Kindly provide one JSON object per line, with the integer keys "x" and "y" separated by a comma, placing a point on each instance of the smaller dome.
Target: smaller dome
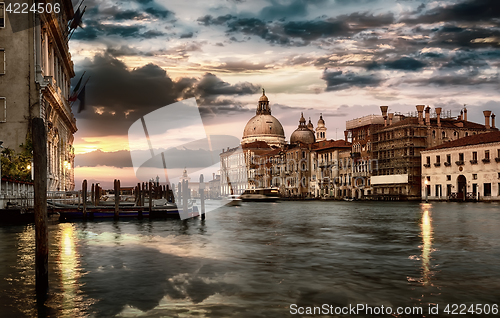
{"x": 321, "y": 122}
{"x": 263, "y": 98}
{"x": 304, "y": 136}
{"x": 310, "y": 125}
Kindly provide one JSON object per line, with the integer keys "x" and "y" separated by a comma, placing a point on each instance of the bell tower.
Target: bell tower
{"x": 321, "y": 129}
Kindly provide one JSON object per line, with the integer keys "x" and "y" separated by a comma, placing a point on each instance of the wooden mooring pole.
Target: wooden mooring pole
{"x": 39, "y": 138}
{"x": 150, "y": 188}
{"x": 117, "y": 199}
{"x": 84, "y": 197}
{"x": 185, "y": 197}
{"x": 202, "y": 197}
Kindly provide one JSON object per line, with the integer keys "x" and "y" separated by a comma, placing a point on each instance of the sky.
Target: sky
{"x": 339, "y": 58}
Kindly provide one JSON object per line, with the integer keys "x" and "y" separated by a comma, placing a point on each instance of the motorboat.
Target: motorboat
{"x": 261, "y": 195}
{"x": 232, "y": 200}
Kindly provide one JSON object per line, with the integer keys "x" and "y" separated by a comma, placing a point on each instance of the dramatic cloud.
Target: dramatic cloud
{"x": 117, "y": 96}
{"x": 339, "y": 80}
{"x": 467, "y": 11}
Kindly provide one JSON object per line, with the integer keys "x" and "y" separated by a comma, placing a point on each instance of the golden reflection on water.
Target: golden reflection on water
{"x": 426, "y": 226}
{"x": 68, "y": 265}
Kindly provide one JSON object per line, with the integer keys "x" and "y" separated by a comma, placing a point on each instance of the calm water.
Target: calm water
{"x": 257, "y": 259}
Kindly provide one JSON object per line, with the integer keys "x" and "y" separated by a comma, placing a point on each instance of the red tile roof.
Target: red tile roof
{"x": 478, "y": 139}
{"x": 256, "y": 144}
{"x": 320, "y": 145}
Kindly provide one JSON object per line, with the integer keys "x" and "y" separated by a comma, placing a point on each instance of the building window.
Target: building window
{"x": 2, "y": 15}
{"x": 448, "y": 160}
{"x": 487, "y": 189}
{"x": 3, "y": 110}
{"x": 2, "y": 61}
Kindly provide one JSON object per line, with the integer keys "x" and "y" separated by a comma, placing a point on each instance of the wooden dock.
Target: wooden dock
{"x": 82, "y": 205}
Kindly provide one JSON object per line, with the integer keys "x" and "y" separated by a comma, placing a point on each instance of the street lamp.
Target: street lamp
{"x": 426, "y": 191}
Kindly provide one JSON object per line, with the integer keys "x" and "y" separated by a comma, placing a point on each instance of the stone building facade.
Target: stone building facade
{"x": 35, "y": 73}
{"x": 463, "y": 169}
{"x": 397, "y": 147}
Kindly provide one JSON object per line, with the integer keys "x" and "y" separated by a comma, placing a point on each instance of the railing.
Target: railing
{"x": 461, "y": 196}
{"x": 16, "y": 194}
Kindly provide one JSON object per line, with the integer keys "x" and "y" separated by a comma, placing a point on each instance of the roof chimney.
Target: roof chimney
{"x": 438, "y": 115}
{"x": 487, "y": 114}
{"x": 420, "y": 110}
{"x": 384, "y": 114}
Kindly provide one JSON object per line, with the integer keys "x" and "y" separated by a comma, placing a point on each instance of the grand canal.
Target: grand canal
{"x": 258, "y": 259}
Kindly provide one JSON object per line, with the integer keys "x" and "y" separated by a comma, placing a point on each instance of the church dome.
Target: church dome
{"x": 310, "y": 125}
{"x": 263, "y": 126}
{"x": 302, "y": 133}
{"x": 321, "y": 122}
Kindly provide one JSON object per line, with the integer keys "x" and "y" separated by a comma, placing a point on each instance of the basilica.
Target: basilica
{"x": 265, "y": 159}
{"x": 378, "y": 159}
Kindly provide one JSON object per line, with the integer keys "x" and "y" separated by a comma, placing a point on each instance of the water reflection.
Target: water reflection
{"x": 426, "y": 227}
{"x": 68, "y": 267}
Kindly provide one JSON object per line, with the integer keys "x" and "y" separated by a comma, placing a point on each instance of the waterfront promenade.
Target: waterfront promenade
{"x": 258, "y": 259}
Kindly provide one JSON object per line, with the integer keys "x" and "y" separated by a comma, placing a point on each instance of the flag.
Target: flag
{"x": 81, "y": 97}
{"x": 74, "y": 95}
{"x": 77, "y": 19}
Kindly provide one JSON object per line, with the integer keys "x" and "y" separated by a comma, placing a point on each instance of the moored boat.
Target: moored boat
{"x": 232, "y": 200}
{"x": 261, "y": 195}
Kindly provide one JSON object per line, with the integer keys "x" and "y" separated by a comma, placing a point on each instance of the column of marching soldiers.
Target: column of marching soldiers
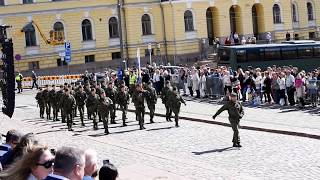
{"x": 101, "y": 101}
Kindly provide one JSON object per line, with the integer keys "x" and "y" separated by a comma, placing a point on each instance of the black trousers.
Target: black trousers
{"x": 140, "y": 115}
{"x": 235, "y": 127}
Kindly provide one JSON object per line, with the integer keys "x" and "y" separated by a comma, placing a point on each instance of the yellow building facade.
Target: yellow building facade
{"x": 177, "y": 31}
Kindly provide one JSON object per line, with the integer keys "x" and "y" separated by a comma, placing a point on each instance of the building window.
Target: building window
{"x": 116, "y": 55}
{"x": 58, "y": 32}
{"x": 113, "y": 28}
{"x": 188, "y": 21}
{"x": 312, "y": 35}
{"x": 86, "y": 30}
{"x": 146, "y": 24}
{"x": 61, "y": 63}
{"x": 30, "y": 35}
{"x": 33, "y": 65}
{"x": 276, "y": 14}
{"x": 294, "y": 13}
{"x": 27, "y": 1}
{"x": 89, "y": 58}
{"x": 310, "y": 11}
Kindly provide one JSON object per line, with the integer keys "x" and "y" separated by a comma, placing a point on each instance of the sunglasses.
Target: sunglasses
{"x": 47, "y": 164}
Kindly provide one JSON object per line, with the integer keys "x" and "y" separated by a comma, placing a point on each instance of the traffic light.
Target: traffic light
{"x": 7, "y": 82}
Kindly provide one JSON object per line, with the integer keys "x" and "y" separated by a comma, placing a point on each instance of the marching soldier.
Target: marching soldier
{"x": 166, "y": 93}
{"x": 123, "y": 100}
{"x": 138, "y": 99}
{"x": 175, "y": 104}
{"x": 41, "y": 102}
{"x": 104, "y": 107}
{"x": 91, "y": 103}
{"x": 59, "y": 95}
{"x": 53, "y": 102}
{"x": 235, "y": 111}
{"x": 68, "y": 104}
{"x": 111, "y": 93}
{"x": 151, "y": 100}
{"x": 45, "y": 94}
{"x": 80, "y": 97}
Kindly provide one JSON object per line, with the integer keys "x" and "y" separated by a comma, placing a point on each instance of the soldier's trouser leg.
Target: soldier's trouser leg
{"x": 113, "y": 114}
{"x": 81, "y": 111}
{"x": 105, "y": 117}
{"x": 152, "y": 108}
{"x": 124, "y": 113}
{"x": 63, "y": 116}
{"x": 69, "y": 120}
{"x": 234, "y": 125}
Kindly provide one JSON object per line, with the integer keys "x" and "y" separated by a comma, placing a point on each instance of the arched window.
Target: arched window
{"x": 310, "y": 11}
{"x": 86, "y": 30}
{"x": 113, "y": 28}
{"x": 30, "y": 35}
{"x": 188, "y": 21}
{"x": 276, "y": 14}
{"x": 294, "y": 13}
{"x": 146, "y": 24}
{"x": 58, "y": 31}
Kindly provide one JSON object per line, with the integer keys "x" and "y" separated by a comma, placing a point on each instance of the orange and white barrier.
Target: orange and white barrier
{"x": 50, "y": 80}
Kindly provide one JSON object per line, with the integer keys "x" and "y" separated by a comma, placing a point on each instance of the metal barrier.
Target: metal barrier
{"x": 50, "y": 80}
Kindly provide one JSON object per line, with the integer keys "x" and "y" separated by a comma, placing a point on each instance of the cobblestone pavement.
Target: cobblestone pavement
{"x": 193, "y": 151}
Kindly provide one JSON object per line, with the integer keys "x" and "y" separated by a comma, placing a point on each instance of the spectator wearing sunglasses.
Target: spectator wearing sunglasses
{"x": 68, "y": 164}
{"x": 35, "y": 164}
{"x": 26, "y": 141}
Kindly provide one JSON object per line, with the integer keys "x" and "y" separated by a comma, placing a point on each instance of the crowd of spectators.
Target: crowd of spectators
{"x": 285, "y": 85}
{"x": 24, "y": 158}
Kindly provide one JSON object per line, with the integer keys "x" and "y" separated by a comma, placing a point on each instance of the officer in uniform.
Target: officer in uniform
{"x": 68, "y": 104}
{"x": 53, "y": 102}
{"x": 175, "y": 104}
{"x": 80, "y": 97}
{"x": 41, "y": 102}
{"x": 92, "y": 103}
{"x": 138, "y": 99}
{"x": 123, "y": 100}
{"x": 104, "y": 107}
{"x": 235, "y": 111}
{"x": 166, "y": 93}
{"x": 151, "y": 100}
{"x": 45, "y": 94}
{"x": 111, "y": 93}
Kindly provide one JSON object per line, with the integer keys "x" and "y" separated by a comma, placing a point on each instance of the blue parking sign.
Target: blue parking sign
{"x": 67, "y": 47}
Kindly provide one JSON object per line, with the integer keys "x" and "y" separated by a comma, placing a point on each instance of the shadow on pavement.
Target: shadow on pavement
{"x": 216, "y": 150}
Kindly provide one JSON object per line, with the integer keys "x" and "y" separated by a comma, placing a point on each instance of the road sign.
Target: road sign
{"x": 67, "y": 46}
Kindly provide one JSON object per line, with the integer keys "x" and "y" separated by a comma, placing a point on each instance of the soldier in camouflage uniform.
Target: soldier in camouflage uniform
{"x": 138, "y": 99}
{"x": 41, "y": 102}
{"x": 151, "y": 100}
{"x": 235, "y": 111}
{"x": 165, "y": 94}
{"x": 81, "y": 97}
{"x": 104, "y": 107}
{"x": 92, "y": 103}
{"x": 59, "y": 95}
{"x": 175, "y": 104}
{"x": 53, "y": 102}
{"x": 111, "y": 93}
{"x": 68, "y": 104}
{"x": 45, "y": 95}
{"x": 122, "y": 99}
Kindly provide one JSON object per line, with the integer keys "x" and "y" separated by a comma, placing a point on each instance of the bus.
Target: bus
{"x": 302, "y": 54}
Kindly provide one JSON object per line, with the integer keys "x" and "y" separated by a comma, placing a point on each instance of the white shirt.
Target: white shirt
{"x": 290, "y": 81}
{"x": 282, "y": 83}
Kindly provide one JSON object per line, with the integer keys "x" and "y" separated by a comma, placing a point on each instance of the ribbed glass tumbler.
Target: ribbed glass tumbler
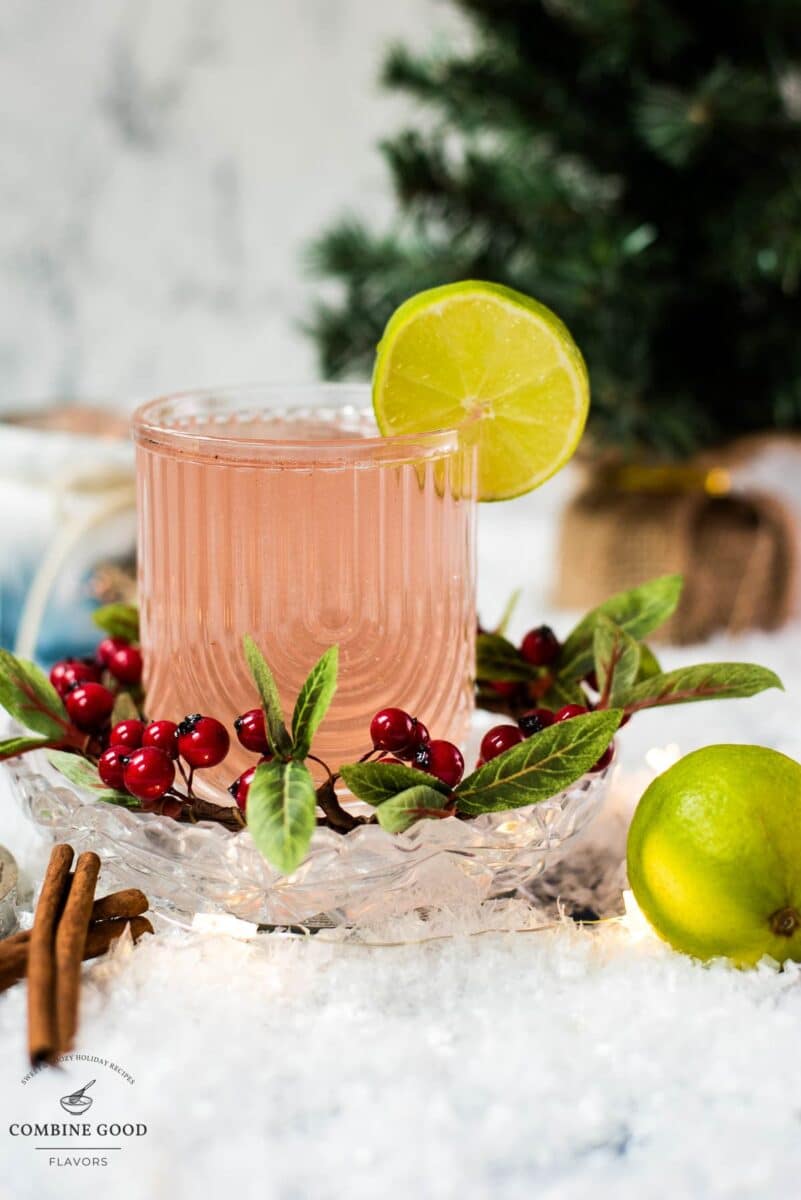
{"x": 283, "y": 514}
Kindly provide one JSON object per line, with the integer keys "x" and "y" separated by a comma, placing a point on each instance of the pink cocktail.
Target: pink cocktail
{"x": 283, "y": 514}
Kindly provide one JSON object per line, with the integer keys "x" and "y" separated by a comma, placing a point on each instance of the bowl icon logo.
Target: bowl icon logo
{"x": 78, "y": 1103}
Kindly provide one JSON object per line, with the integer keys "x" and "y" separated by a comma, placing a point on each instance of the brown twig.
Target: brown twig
{"x": 41, "y": 960}
{"x": 70, "y": 945}
{"x": 337, "y": 817}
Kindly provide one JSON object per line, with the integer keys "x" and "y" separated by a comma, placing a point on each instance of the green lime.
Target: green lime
{"x": 482, "y": 353}
{"x": 715, "y": 855}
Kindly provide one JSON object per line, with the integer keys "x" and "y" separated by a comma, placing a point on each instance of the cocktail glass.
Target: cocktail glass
{"x": 282, "y": 513}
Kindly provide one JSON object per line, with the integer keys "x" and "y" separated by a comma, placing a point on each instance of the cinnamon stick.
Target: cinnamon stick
{"x": 41, "y": 959}
{"x": 128, "y": 903}
{"x": 13, "y": 958}
{"x": 70, "y": 945}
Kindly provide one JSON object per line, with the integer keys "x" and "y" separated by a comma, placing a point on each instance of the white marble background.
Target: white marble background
{"x": 162, "y": 167}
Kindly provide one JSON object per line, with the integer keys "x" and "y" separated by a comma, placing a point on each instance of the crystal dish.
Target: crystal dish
{"x": 361, "y": 877}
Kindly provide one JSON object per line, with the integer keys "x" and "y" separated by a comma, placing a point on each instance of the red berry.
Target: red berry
{"x": 108, "y": 648}
{"x": 504, "y": 688}
{"x": 149, "y": 773}
{"x": 570, "y": 711}
{"x": 110, "y": 766}
{"x": 162, "y": 736}
{"x": 540, "y": 646}
{"x": 125, "y": 665}
{"x": 391, "y": 729}
{"x": 499, "y": 738}
{"x": 71, "y": 671}
{"x": 535, "y": 720}
{"x": 202, "y": 741}
{"x": 445, "y": 761}
{"x": 252, "y": 732}
{"x": 89, "y": 706}
{"x": 127, "y": 733}
{"x": 420, "y": 738}
{"x": 241, "y": 786}
{"x": 606, "y": 759}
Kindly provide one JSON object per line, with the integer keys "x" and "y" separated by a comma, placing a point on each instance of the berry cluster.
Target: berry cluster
{"x": 504, "y": 737}
{"x": 136, "y": 756}
{"x": 395, "y": 732}
{"x": 538, "y": 648}
{"x": 252, "y": 733}
{"x": 140, "y": 757}
{"x": 85, "y": 685}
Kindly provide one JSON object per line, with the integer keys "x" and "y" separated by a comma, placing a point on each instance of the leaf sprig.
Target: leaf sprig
{"x": 607, "y": 648}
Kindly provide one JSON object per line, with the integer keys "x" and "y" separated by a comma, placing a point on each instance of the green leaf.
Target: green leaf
{"x": 124, "y": 799}
{"x": 313, "y": 701}
{"x": 282, "y": 813}
{"x": 509, "y": 612}
{"x": 709, "y": 681}
{"x": 119, "y": 621}
{"x": 540, "y": 767}
{"x": 76, "y": 768}
{"x": 13, "y": 747}
{"x": 277, "y": 732}
{"x": 403, "y": 810}
{"x": 638, "y": 612}
{"x": 30, "y": 697}
{"x": 649, "y": 664}
{"x": 374, "y": 783}
{"x": 560, "y": 693}
{"x": 125, "y": 708}
{"x": 83, "y": 774}
{"x": 497, "y": 659}
{"x": 616, "y": 660}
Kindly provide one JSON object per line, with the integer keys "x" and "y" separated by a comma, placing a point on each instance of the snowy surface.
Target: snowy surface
{"x": 562, "y": 1063}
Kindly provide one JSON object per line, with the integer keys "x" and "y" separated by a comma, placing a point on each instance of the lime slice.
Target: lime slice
{"x": 485, "y": 354}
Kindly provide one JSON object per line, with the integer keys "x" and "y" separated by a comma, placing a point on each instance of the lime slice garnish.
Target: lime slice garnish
{"x": 483, "y": 354}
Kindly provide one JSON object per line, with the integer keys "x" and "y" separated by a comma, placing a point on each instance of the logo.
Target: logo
{"x": 78, "y": 1102}
{"x": 92, "y": 1125}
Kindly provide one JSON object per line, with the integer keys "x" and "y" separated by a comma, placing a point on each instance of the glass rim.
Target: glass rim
{"x": 151, "y": 427}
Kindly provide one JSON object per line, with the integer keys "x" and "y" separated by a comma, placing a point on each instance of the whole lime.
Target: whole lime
{"x": 715, "y": 855}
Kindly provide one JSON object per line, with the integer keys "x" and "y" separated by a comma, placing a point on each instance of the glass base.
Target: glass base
{"x": 362, "y": 879}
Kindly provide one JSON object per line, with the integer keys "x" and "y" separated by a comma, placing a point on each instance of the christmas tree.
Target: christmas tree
{"x": 636, "y": 165}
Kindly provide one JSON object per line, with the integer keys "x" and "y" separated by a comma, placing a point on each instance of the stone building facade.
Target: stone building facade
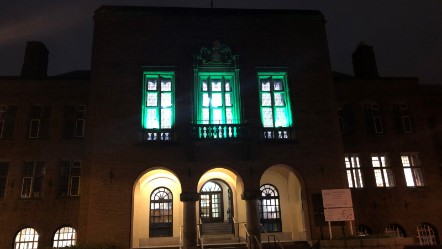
::::
### Problem to solve
Please make an exact copy of the lines above from the line with "Target: spectator wearing sunglasses" through the line with "in camouflage uniform.", both ends included.

### Exercise output
Target: spectator wearing sunglasses
{"x": 68, "y": 164}
{"x": 35, "y": 164}
{"x": 26, "y": 141}
Kindly provide one JSON object per line, with the integer keys "x" and "y" separated by a comma, placing a point on each instance of the crowd of spectators.
Target: crowd of spectators
{"x": 285, "y": 85}
{"x": 24, "y": 158}
Kindly provide one JSON object per line, with the integer keys "x" and "y" separated by a comma, placing a point on each instance of the officer in uniform.
Target: officer in uniform
{"x": 68, "y": 104}
{"x": 53, "y": 102}
{"x": 175, "y": 104}
{"x": 80, "y": 97}
{"x": 41, "y": 102}
{"x": 92, "y": 103}
{"x": 138, "y": 99}
{"x": 123, "y": 100}
{"x": 104, "y": 107}
{"x": 235, "y": 111}
{"x": 166, "y": 93}
{"x": 151, "y": 100}
{"x": 45, "y": 94}
{"x": 111, "y": 93}
Kindly provide one JSON object per line, with the integer keys "x" and "y" separated by a comma, placing a point on each instance of the blue parking sign.
Target: blue parking sign
{"x": 67, "y": 47}
Kindly provide one JSON object per line, with the integer keys "x" and "y" separated by a comma, placing a point on each instance of the shadow on pavement.
Target: shadow on pavement
{"x": 216, "y": 150}
Kindly provide one JSON object per line, with the integer keys "x" and "y" separated by a comma, placing a point on each instance of the road sign.
Target: road sign
{"x": 67, "y": 46}
Kindly provide one JSON object per line, with the integer keys "x" and "y" separated by a comma, placing a point on each instance of the soldier in camouflage uniform.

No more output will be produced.